TEXTE D'EXERCICE:
────

Les frontières disciplinaires ne sont pas du goût de Louise Nadeau, tel que le souligne le Dr Marc Valleur du Centre médical Marmottan à Paris, centre fondé par le professeur Claude Olievenstein: «Elle a surtout réussi, par la multiplicité de ses expériences, à dépasser les clivages qui opposent ordinairement notre champ d'intervention, et ainsi contribuer, plus que tout autre spécialiste, à intégrer à la fois les apports pratiques de formes diverses de thérapies et les dimensions de compréhension issues de domaines très différents, de la biologie à la sociologie en passant par les différentes écoles de psychologie et de psychothérapie.» En effet, les déterminants à l'origine des dépendances sont variés. Environnementaux, ils s'initient dans les croyances, les attitudes et les législations. D'autre part, grâce au développement des neurosciences, nombre de vulnérabilités biologiques se sont également avérées.

────

TRAVAIL À FAIRE:
Recopiez en entier le texte sur Louise Nadeau et les dépendances, sans rien y changer.

Entrées d'un jeu de données:

────

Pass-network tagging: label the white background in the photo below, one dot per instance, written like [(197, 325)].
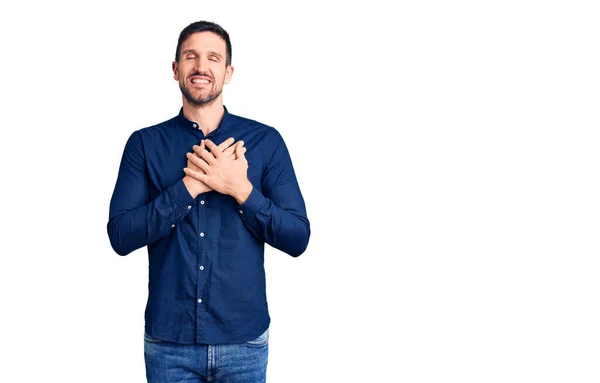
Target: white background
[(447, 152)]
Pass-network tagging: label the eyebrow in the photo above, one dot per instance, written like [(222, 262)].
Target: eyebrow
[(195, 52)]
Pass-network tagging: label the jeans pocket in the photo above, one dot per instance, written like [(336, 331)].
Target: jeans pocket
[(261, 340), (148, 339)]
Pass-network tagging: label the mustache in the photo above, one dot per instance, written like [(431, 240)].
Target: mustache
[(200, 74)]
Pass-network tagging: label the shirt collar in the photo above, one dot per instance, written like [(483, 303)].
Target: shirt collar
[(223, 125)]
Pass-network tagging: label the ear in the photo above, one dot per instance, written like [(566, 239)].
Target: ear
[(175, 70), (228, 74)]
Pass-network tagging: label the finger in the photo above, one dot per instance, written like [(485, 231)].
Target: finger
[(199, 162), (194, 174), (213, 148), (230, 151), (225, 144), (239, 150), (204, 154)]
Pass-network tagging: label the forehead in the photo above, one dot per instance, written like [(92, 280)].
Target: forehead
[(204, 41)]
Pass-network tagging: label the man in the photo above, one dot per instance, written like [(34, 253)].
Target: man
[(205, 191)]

────

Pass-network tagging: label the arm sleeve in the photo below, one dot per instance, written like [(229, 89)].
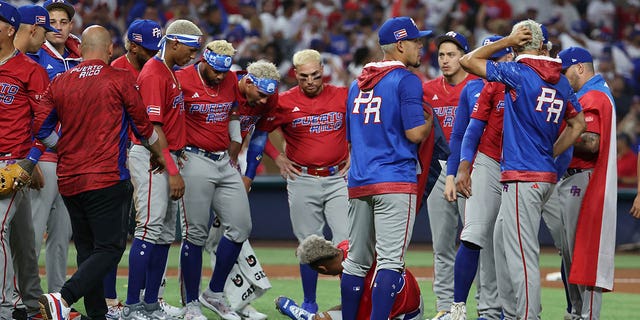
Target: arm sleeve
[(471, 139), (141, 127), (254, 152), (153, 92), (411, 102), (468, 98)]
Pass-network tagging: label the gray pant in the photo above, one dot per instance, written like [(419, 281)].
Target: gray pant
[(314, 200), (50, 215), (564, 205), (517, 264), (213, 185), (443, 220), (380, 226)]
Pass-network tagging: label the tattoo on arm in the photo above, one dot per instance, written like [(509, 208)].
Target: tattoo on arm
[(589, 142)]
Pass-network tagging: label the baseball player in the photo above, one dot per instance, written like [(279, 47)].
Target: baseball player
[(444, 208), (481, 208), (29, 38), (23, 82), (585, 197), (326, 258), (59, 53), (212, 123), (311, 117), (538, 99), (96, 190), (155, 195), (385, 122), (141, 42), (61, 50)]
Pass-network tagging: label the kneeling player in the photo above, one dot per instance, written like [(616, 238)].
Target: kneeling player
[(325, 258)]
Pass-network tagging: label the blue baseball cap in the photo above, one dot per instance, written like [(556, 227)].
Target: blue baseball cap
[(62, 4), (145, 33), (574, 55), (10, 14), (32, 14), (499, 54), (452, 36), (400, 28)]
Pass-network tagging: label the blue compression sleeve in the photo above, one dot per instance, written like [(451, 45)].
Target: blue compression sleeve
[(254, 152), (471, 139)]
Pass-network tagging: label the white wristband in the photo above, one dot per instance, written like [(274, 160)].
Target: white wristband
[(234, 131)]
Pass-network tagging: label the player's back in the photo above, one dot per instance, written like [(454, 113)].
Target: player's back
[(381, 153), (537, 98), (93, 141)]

────

RÉSULTAT:
Les frontières disciplinaires ne sont pas du goût de Louise Nadeau, tel que le souligne le Dr Marc Valleur du Centre médical Marmottan à Paris, centre fondé par le professeur Claude Olievenstein: «Elle a surtout réussi, par la multiplicité de ses expériences, à dépasser les clivages qui opposent ordinairement notre champ d'intervention, et ainsi contribuer, plus que tout autre spécialiste, à intégrer à la fois les apports pratiques de formes diverses de thérapies et les dimensions de compréhension issues de domaines très différents, de la biologie à la sociologie en passant par les différentes écoles de psychologie et de psychothérapie.» En effet, les déterminants à l'origine des dépendances sont variés. Environnementaux, ils s'initient dans les croyances, les attitudes et les législations. D'autre part, grâce au développement des neurosciences, nombre de vulnérabilités biologiques se sont également avérées.